EXCERTO:
--*--
O tempo é o factor que não faz mais nada senão lembrar-nos que dantes não era assim e que doravante também não será.
O tempo é como o clima. Não é por acaso que se confundem na língua portuguesa. Estamos a viver no passado, graças a Deus. O futuro é o diabo. O futuro há-de sempre ser pior.
O tempo é uma rasteira. Os relógios são os piores intérpretes dele.
Há 25 anos, em 1990, todos nós tínhamos menos 25 anos do que hoje temos. Será possível termos saudades desse tempo? Não, por não haver maneira de nos lembrarmos dele.
O tempo não é uma dimensão: é mais como uma atitude. O tempo é a maneira como ligamos à passagem dele. Para quem está e continua apaixonado o tempo é uma prova de insistência emocional e de teimosia romântica que não só não morre como acorda todas as manhãs, igualzinha.
O amor é uma razão que não sabe. Sofre e guarda o sofrimento para mostrar. O tempo é uma corrida para a morte. A morte é má mas correr é bom.
O tempo é um vadio e nós passeamos na vadiagem dele. Nada se ganha (ou se perde) em ser-se preciso. À Espera de Godot é a obra de arte mais divertida e preciosa sobre o tempo.
O milagre está sempre escondido. A maravilha, quando surge, nunca é reconhecida. Mentira. Às vezes é reconhecida.
O resto é a melhor música de sempre.
--*--
O QUE SE PEDE:
1. Explique, em uma a três frases, por que motivo o texto sobre o tempo afirma que não é possível termos saudades do tempo de 1990.
2. Apresente uma continuação do texto sobre o tempo, começando após a sua última frase.

MATERIAL FORNECIDO:
--*--
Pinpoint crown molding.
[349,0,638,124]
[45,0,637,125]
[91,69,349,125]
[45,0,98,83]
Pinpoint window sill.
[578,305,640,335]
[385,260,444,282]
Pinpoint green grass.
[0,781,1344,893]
--*--
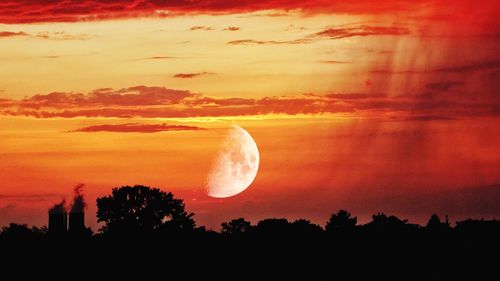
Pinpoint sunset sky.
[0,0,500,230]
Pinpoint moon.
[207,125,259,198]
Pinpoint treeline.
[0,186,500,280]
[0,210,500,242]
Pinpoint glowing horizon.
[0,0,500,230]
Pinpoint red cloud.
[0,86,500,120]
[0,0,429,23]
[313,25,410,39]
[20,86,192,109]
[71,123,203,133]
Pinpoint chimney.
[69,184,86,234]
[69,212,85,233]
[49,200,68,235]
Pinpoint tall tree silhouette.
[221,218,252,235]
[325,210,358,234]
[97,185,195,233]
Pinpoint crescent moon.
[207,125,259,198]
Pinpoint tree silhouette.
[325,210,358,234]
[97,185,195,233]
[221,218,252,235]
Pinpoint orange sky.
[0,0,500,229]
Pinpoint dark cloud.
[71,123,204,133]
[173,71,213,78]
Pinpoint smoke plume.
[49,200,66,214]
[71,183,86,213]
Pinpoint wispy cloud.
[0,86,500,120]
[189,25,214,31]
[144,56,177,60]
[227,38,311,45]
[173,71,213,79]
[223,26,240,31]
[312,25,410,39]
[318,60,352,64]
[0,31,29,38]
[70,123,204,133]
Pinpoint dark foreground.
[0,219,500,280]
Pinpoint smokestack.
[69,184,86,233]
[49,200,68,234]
--*--
RESULTADOS POR TAREFA:
1. O texto afirma que não é possível ter saudades desse tempo porque não há maneira de nos lembrarmos dele.

2.
O tempo mais difícil de adivinhar é o presente. O presente é o tempo mais delicioso. Não dar por ele, nem mesmo por um breve momento de gratidão, é o maior prazer de todos. Esquecermo-nos que estamos cá, por estarmos tão embrulhados no agora, é uma distracção egoísta que mostra a alegria e a estranheza e a raridade de um só ser existir neste mundo e neste tempo.
Lembrar o tempo é um dever. Esquecê-lo é um prazer que só o tempo - por deixar-se perder - pode dar. No meio das verdades inexoráveis - dos nossos princípios e fins, com os nossos crescimentos e as nossas decadências entre uns e outros - a vida que resta é enorme.
A tristeza é tão reverencial e atenta como a alegria. Só o tédio é um desperdício, no caso duvidoso de não dar prazer a quem o alcança.
O tempo é o que levou a escrever e a ler isto. Não é um mistério. O mistério, glorioso, é ler e escrever e estarmos aqui para dizer estes sublimes disparates.